● Task directions
Using the data below, return all lines in which "blue" appears.

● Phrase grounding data

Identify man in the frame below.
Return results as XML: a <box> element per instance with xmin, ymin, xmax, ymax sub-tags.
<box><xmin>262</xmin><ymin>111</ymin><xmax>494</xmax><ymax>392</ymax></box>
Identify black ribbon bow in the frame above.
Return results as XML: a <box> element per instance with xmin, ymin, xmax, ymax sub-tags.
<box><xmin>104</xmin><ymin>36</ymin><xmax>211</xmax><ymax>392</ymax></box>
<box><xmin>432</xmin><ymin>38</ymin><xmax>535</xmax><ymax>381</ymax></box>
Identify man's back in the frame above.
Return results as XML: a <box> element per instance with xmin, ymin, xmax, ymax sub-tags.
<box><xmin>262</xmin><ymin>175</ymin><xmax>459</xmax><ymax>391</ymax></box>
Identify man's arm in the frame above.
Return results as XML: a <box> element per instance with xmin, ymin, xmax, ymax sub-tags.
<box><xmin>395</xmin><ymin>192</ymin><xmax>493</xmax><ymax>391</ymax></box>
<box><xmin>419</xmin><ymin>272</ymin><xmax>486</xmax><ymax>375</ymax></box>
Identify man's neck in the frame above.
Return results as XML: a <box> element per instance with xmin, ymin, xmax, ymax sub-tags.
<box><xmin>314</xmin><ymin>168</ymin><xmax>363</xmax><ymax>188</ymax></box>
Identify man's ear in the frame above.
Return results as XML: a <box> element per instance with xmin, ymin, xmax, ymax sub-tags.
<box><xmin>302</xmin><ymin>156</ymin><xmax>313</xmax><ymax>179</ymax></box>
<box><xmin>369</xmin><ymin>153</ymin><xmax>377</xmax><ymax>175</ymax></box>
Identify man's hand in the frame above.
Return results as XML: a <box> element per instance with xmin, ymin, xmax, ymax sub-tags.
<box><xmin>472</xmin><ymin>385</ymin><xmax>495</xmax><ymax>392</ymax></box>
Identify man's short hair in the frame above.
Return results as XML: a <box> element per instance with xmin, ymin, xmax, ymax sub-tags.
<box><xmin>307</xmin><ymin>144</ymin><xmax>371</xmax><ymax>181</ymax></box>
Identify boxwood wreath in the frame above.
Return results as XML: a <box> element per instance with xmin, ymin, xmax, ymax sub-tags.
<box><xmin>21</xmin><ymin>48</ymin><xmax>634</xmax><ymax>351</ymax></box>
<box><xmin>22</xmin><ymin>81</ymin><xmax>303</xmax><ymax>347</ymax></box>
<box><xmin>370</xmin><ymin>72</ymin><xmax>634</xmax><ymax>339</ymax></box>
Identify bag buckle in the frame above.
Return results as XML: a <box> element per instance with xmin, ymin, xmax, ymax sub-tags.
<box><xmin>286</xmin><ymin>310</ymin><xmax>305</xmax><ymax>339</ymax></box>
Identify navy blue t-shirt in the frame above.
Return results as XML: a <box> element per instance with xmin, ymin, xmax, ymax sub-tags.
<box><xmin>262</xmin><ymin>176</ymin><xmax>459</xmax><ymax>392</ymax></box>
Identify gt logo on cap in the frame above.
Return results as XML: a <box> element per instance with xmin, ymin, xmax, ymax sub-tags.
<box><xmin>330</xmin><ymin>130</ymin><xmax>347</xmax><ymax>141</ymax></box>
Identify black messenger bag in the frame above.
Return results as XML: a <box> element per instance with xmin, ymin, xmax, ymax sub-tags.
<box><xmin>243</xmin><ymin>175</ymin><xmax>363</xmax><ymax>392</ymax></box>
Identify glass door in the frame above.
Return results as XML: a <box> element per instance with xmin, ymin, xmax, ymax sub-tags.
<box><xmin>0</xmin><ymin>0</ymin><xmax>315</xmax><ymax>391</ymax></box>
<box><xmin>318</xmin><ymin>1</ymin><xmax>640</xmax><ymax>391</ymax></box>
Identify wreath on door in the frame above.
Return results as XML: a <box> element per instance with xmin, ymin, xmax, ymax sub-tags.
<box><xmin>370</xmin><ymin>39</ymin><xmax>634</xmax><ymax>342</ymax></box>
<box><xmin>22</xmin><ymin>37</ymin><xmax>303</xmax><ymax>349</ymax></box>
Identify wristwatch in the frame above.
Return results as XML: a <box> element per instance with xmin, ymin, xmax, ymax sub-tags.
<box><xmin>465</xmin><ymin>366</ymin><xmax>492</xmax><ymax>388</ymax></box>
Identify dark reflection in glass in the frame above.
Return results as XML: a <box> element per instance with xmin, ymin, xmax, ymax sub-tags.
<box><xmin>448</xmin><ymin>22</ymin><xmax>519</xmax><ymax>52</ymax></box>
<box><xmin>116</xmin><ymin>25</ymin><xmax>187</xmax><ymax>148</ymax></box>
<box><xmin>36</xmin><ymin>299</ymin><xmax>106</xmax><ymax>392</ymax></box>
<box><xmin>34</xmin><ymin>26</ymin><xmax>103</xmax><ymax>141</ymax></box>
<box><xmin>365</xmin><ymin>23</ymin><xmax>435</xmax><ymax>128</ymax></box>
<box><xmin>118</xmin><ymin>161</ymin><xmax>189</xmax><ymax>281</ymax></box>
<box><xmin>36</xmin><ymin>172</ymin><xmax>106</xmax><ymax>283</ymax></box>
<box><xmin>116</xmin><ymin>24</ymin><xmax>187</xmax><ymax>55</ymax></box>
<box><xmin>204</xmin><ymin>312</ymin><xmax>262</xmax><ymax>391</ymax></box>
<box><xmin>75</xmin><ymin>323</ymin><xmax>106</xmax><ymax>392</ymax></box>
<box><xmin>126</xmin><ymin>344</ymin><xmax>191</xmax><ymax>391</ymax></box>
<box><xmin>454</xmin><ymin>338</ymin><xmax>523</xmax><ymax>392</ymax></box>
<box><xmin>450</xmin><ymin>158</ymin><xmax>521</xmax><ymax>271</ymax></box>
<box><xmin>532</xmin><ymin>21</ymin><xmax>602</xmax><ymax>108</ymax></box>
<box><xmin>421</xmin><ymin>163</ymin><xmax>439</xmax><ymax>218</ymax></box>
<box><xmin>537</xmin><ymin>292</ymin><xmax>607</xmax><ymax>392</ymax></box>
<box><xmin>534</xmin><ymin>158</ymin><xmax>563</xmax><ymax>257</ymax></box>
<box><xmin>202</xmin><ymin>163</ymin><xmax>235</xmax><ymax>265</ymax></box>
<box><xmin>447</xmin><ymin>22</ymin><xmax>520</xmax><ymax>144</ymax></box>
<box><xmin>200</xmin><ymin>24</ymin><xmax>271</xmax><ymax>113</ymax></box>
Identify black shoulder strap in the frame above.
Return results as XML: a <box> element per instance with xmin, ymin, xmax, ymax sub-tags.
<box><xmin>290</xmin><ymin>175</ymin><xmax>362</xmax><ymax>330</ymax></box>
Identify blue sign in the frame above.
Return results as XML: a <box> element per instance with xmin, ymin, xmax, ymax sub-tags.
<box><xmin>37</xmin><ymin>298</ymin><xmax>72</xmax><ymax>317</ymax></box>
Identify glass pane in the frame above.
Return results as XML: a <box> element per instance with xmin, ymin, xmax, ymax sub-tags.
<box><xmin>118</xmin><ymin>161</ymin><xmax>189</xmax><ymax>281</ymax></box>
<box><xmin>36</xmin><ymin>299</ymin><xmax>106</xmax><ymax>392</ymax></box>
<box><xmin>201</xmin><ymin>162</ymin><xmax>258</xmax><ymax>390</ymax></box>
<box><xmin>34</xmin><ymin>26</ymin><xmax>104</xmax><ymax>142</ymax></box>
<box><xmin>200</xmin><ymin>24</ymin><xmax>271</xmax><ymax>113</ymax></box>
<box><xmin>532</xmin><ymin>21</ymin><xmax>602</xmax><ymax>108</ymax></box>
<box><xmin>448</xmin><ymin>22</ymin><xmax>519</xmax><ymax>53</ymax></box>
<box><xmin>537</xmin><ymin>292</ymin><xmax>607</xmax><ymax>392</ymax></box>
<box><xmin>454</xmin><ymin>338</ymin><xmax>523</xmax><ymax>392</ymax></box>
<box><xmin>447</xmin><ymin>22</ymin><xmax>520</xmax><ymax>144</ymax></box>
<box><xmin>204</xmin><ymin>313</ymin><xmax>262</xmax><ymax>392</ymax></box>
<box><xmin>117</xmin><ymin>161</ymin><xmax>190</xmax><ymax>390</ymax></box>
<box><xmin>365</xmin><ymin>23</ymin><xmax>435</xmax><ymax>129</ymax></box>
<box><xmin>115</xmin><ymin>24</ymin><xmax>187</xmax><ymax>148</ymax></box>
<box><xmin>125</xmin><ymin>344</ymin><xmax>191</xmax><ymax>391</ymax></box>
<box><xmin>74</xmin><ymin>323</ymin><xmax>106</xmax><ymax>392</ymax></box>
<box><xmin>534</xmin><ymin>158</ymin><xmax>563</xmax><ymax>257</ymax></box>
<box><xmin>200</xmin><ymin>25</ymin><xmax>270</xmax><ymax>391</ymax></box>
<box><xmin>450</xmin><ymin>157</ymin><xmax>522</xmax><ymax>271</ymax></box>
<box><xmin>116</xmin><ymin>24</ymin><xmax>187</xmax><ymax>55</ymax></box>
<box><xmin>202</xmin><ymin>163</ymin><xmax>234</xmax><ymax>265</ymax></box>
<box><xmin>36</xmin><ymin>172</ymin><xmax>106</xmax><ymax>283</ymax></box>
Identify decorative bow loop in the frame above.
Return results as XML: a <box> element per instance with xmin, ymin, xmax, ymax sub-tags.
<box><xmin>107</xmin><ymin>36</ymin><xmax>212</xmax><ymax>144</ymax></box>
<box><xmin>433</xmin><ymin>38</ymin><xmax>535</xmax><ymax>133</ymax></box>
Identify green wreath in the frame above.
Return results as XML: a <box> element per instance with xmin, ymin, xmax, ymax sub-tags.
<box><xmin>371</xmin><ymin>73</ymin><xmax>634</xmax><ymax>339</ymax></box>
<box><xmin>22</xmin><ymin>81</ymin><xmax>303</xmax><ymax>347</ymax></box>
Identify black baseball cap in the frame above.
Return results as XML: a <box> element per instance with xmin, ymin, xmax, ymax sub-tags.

● Result of the task
Identify navy blue t-shirt in the frame above.
Identify blue sign in the frame above.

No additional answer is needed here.